## Objective
Rewrite the items below, replacing every "pixel coordinates" with "image coordinates" and leaving all other text unchanged.

Point placement items
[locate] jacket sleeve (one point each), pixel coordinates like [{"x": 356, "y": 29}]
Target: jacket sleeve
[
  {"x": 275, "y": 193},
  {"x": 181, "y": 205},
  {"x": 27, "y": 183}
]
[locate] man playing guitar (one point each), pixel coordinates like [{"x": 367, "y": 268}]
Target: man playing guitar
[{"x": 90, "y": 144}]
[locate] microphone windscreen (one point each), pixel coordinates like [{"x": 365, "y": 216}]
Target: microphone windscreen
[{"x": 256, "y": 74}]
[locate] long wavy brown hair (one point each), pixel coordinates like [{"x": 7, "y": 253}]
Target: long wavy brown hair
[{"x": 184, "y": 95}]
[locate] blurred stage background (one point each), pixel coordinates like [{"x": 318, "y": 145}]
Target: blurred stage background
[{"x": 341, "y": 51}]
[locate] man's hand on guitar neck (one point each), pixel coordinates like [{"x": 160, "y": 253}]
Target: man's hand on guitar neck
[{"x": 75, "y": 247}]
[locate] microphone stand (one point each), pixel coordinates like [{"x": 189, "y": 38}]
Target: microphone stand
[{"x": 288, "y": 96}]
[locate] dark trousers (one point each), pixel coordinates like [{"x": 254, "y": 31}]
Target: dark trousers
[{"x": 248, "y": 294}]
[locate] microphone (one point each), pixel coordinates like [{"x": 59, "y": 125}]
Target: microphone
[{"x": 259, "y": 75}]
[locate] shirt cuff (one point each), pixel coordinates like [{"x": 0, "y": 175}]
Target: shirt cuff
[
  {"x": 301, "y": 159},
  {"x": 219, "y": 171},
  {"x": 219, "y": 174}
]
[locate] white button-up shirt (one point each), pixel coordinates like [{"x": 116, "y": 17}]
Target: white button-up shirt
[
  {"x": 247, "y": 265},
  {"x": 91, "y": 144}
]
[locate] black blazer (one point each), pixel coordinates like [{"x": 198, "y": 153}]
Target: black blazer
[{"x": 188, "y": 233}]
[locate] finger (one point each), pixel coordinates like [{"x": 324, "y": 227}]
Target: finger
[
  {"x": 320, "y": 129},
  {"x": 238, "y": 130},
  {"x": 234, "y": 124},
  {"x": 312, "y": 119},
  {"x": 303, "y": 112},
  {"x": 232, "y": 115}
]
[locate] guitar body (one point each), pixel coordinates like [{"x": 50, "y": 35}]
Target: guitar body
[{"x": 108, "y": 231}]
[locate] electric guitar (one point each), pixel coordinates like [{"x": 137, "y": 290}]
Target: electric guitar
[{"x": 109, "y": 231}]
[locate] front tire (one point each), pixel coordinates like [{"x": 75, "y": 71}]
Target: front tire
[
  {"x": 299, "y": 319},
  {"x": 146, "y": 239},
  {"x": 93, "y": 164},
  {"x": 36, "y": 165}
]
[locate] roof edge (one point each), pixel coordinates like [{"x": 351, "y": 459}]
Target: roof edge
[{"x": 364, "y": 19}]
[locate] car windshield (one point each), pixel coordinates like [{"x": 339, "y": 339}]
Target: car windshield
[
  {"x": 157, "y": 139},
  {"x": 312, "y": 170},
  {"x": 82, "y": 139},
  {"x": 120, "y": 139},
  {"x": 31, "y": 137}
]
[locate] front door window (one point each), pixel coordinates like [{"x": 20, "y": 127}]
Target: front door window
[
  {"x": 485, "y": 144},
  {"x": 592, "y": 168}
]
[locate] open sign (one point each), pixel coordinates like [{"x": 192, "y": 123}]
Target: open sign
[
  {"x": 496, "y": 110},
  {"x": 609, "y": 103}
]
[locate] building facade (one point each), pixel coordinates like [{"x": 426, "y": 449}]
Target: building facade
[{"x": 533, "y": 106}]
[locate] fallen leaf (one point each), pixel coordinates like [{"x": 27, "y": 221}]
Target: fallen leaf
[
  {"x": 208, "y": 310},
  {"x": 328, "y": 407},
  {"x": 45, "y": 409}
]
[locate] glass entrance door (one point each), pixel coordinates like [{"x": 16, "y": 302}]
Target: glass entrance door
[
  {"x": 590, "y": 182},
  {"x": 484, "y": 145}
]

## Output of the exercise
[locate] jacket sleeve (one point each), image coordinates like [{"x": 356, "y": 29}]
Target: jacket sleeve
[
  {"x": 275, "y": 193},
  {"x": 181, "y": 205},
  {"x": 27, "y": 183}
]
[locate] man playing guitar (one point each), image coordinates like [{"x": 367, "y": 268}]
Target: man playing guitar
[{"x": 90, "y": 144}]
[locate] microphone windscreen (one point each), image coordinates like [{"x": 365, "y": 216}]
Target: microphone windscreen
[{"x": 256, "y": 74}]
[locate] long wavy brown hair (one point each), image coordinates like [{"x": 7, "y": 253}]
Target: long wavy brown hair
[{"x": 184, "y": 95}]
[locate] blurred stage background (one point each), image coordinates like [{"x": 318, "y": 145}]
Target: blurred stage background
[{"x": 341, "y": 51}]
[locate] man's hand on guitar neck (one point each), image coordinates like [{"x": 160, "y": 253}]
Target: man's hand on guitar neck
[{"x": 75, "y": 247}]
[locate] microphone stand (one point each), image coordinates like [{"x": 189, "y": 38}]
Target: microphone stand
[{"x": 288, "y": 96}]
[locate] dark trousers (one point each), image coordinates like [{"x": 254, "y": 31}]
Target: dark trousers
[{"x": 248, "y": 294}]
[locate] microphone (one point each), image coordinates like [{"x": 59, "y": 125}]
Target: microphone
[{"x": 259, "y": 75}]
[locate] shirt cuff (one point each), image coordinates like [{"x": 0, "y": 175}]
Target: shirt cuff
[
  {"x": 301, "y": 159},
  {"x": 219, "y": 171},
  {"x": 219, "y": 174}
]
[locate] white button-up shirt (one point each), image coordinates like [{"x": 116, "y": 17}]
Target: white button-up shirt
[
  {"x": 247, "y": 265},
  {"x": 91, "y": 144}
]
[locate] black blazer (one point each), image coordinates like [{"x": 198, "y": 153}]
Target: black blazer
[{"x": 188, "y": 233}]
[locate] finger (one point each), image coordinates like [{"x": 324, "y": 227}]
Target: finger
[
  {"x": 320, "y": 129},
  {"x": 238, "y": 130},
  {"x": 234, "y": 124},
  {"x": 312, "y": 119},
  {"x": 303, "y": 112},
  {"x": 232, "y": 115}
]
[locate] guitar body (one point each), image coordinates like [{"x": 50, "y": 35}]
Target: guitar body
[{"x": 108, "y": 231}]
[locate] electric guitar (one point each), image coordinates like [{"x": 137, "y": 290}]
Target: electric guitar
[{"x": 109, "y": 231}]
[locate] front tire (one point each), image coordinates like [{"x": 75, "y": 71}]
Target: front tire
[
  {"x": 299, "y": 319},
  {"x": 146, "y": 239},
  {"x": 93, "y": 164},
  {"x": 36, "y": 165}
]
[locate] roof edge (one point each), image coordinates like [{"x": 351, "y": 459}]
Target: roof edge
[{"x": 364, "y": 19}]
[locate] car windshield (one point each), image coordinates like [{"x": 339, "y": 339}]
Target: car windshield
[
  {"x": 157, "y": 139},
  {"x": 312, "y": 170},
  {"x": 82, "y": 139},
  {"x": 120, "y": 139},
  {"x": 31, "y": 137}
]
[locate] front door window (one point each), image coordinates like [{"x": 20, "y": 127}]
Target: front door window
[
  {"x": 485, "y": 144},
  {"x": 592, "y": 168}
]
[locate] open sign (one point each), image coordinates like [{"x": 192, "y": 123}]
Target: open sign
[
  {"x": 496, "y": 110},
  {"x": 609, "y": 103}
]
[locate] building facade (one point each), image coordinates like [{"x": 426, "y": 449}]
Target: building facade
[{"x": 533, "y": 106}]
[locate] fallen leaf (one point each), image coordinates like [{"x": 27, "y": 221}]
Target: fallen leaf
[
  {"x": 208, "y": 310},
  {"x": 328, "y": 407},
  {"x": 45, "y": 409}
]
[locate] glass entrance door (one point each), image coordinates like [{"x": 16, "y": 302}]
Target: glass entrance door
[
  {"x": 590, "y": 182},
  {"x": 484, "y": 145}
]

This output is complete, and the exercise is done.